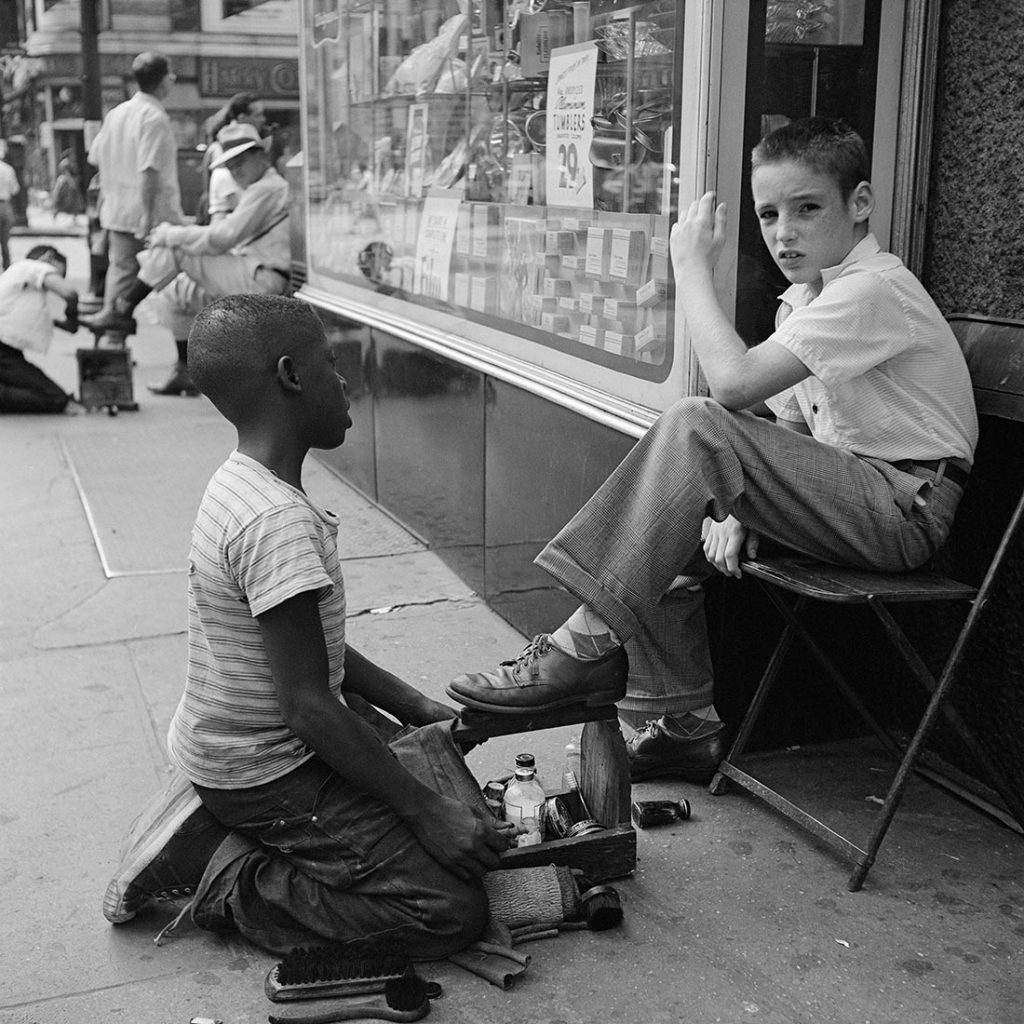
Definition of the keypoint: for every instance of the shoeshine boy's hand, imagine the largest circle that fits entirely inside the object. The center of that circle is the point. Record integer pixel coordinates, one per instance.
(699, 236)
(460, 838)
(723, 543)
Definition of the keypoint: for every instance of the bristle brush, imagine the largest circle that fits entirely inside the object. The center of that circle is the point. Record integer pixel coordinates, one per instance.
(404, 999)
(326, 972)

+===+

Reproduce the entries above word for word, line by line, leaving out the pictures.

Definition of the keypoint: for every instance of the shoeshine boy's hand, imagine the largest circle that fits entirely inside the object. The center of that circle is the point. Record integer pixel coordinates, one per instance.
(699, 236)
(460, 838)
(723, 543)
Definition of the keypoint: for every instance of the bristle brush, imagine the largest circle that fits entirely inside the object. The center of that circle is the point. Record integer pixel coordinates, one per instance.
(404, 999)
(326, 972)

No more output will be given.